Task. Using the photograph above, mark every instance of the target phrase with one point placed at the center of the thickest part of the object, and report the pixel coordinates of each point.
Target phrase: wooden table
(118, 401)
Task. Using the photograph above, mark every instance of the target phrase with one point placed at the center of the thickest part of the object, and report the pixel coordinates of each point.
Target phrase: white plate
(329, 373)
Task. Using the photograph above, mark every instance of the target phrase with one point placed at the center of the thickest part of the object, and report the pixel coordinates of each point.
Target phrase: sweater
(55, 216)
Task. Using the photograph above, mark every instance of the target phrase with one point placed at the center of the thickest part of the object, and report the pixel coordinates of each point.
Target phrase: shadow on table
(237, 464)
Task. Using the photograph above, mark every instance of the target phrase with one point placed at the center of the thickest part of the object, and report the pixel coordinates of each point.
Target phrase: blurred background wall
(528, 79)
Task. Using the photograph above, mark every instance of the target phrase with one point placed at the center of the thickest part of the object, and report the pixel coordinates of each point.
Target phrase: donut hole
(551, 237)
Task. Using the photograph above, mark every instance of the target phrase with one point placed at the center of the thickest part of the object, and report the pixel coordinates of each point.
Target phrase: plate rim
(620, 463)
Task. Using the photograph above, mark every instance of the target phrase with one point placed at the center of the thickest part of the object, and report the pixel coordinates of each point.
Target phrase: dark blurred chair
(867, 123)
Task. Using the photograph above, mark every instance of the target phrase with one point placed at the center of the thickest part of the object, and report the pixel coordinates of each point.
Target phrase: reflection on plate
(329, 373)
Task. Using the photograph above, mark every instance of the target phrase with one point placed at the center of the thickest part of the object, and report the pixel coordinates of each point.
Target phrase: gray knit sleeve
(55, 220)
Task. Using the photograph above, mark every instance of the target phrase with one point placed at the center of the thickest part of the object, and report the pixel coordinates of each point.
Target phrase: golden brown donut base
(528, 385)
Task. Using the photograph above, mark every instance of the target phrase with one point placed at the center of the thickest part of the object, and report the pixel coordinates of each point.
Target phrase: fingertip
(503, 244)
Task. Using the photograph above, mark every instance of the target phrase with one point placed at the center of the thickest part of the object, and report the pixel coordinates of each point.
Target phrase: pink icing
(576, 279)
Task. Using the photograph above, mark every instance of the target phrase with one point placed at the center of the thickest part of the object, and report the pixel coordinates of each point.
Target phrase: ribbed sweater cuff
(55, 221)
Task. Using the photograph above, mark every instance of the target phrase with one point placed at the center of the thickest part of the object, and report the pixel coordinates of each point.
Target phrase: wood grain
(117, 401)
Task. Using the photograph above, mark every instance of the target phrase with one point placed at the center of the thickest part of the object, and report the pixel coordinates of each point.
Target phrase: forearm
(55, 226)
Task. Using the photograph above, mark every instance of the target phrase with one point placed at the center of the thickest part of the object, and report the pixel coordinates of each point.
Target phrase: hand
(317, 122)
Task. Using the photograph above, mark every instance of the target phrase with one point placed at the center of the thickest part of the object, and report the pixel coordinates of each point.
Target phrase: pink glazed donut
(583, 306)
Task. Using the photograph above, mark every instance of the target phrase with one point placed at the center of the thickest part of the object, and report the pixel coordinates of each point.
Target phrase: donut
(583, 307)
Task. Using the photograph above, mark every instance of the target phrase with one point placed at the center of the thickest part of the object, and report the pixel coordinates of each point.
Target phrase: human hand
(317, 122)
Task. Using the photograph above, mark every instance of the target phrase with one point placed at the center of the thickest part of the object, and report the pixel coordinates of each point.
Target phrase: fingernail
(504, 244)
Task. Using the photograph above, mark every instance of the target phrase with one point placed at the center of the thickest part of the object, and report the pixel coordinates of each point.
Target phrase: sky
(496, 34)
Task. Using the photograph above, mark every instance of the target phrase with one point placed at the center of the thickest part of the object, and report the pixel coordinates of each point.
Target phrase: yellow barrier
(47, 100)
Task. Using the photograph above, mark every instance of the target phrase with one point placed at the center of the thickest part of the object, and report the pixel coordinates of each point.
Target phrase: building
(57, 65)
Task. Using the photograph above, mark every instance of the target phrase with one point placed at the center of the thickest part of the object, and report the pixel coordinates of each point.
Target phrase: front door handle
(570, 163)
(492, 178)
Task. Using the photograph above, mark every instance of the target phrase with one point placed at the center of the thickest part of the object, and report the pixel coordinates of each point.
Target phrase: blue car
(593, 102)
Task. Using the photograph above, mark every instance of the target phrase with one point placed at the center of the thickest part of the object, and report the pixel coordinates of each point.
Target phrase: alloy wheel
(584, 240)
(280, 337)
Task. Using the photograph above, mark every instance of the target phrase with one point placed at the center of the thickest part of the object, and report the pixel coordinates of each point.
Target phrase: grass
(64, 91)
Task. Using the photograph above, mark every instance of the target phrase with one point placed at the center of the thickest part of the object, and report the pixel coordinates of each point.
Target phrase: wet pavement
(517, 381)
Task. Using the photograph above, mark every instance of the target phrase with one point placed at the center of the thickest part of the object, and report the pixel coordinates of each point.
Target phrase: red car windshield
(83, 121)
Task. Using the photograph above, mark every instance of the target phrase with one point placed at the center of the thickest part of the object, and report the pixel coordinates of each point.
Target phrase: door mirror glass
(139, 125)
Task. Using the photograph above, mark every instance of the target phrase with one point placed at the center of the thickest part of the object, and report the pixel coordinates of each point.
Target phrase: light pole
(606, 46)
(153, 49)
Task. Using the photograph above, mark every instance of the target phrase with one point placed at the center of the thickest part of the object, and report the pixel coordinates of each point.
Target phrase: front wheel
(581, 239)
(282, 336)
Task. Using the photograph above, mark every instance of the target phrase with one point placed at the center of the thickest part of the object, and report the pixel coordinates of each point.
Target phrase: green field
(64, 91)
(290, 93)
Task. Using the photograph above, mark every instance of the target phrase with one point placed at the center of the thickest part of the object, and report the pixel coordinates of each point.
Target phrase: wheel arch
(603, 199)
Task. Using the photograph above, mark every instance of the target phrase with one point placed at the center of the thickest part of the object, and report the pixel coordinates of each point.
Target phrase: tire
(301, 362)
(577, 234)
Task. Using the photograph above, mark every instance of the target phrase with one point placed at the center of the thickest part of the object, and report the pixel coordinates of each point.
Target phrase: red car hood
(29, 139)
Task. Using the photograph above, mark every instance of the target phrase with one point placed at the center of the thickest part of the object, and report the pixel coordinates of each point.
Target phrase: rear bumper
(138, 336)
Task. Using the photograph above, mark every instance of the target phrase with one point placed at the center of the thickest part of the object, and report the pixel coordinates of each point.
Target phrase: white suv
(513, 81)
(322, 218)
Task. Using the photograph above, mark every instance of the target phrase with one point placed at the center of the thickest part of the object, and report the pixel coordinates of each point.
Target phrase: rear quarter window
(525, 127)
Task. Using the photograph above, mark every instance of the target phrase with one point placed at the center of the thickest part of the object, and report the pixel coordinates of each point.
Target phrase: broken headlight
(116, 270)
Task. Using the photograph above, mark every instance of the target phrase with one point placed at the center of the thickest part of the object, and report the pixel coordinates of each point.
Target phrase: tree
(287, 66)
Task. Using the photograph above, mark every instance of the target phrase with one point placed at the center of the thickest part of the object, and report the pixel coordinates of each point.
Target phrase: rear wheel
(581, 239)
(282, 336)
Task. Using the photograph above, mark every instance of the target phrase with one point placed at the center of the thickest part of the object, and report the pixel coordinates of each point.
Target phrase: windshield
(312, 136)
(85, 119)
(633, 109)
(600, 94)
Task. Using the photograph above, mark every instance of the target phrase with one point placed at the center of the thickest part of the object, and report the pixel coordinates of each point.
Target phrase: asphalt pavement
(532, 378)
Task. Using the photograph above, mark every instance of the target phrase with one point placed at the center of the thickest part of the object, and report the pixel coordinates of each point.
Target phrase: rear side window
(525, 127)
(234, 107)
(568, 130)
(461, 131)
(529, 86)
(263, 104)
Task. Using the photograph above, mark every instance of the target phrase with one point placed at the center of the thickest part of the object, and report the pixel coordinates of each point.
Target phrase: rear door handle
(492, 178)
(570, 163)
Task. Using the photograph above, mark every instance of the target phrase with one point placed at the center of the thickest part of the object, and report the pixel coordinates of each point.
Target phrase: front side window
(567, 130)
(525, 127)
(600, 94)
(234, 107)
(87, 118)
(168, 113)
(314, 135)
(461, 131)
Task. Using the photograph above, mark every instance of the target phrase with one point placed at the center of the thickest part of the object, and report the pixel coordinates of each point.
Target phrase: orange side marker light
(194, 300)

^^^^^^^^^^^^^^^^

Your instructions:
Please identify each line in the records above that contains the string "front" and copy those lines. Letter case matters.

Output:
Target phrase: front door handle
Target phrase: front wheel
Target phrase: front side window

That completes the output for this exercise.